• [Rows from a dataset]:

= = = = = = =

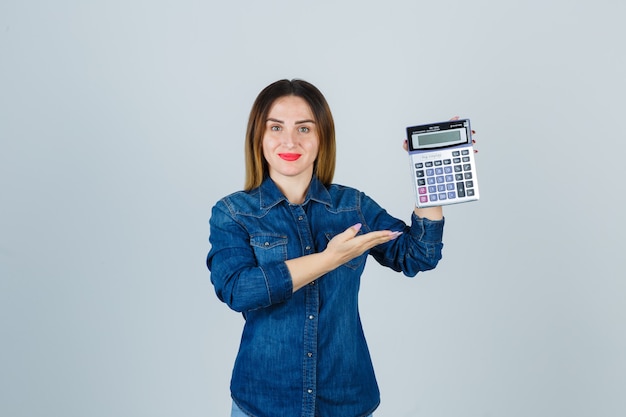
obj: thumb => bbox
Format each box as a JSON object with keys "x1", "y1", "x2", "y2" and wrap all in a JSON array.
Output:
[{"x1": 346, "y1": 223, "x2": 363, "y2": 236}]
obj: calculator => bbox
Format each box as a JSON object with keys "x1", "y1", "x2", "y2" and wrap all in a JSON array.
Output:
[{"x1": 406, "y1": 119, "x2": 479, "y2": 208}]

= = = = = = =

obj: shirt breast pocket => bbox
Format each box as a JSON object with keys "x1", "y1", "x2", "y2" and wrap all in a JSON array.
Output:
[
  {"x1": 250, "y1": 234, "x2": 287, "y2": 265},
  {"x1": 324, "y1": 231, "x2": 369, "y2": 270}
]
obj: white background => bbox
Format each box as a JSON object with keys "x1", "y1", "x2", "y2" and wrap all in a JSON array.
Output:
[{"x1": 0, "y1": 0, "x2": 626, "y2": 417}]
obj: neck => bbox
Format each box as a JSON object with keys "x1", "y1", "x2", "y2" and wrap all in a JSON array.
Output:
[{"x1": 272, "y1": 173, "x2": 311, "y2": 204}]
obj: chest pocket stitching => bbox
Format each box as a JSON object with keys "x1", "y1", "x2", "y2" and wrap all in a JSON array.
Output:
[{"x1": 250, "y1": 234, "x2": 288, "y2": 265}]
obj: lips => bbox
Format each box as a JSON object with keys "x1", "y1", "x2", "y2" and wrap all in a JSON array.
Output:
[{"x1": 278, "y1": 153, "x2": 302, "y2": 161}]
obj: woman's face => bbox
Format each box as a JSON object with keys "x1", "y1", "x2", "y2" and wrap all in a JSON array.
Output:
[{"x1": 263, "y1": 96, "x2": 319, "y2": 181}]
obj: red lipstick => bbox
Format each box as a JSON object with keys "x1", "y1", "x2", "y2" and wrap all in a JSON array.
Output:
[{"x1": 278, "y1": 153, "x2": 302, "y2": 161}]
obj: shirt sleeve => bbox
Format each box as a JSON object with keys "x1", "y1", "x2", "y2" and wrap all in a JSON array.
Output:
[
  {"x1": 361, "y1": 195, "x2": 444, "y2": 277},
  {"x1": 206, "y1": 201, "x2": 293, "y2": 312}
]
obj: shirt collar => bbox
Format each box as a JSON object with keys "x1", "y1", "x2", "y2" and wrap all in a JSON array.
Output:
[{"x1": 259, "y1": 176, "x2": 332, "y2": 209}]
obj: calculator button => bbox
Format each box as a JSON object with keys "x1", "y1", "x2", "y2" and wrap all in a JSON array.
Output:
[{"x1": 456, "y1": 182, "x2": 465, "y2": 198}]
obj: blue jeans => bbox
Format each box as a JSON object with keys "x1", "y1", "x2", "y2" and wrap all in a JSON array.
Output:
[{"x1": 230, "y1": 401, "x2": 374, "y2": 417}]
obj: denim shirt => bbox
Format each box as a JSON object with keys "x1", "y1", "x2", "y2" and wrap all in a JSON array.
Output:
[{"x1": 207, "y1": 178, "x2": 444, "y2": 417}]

= = = = = = =

• [TASK INSTRUCTIONS]:
Please locate every line in the material above that contains the word "shirt", with case counting, and copy each of those lines.

• [OUTPUT]:
obj: shirt breast pocket => bbox
obj: shirt sleeve => bbox
obj: shirt collar => bbox
obj: denim shirt => bbox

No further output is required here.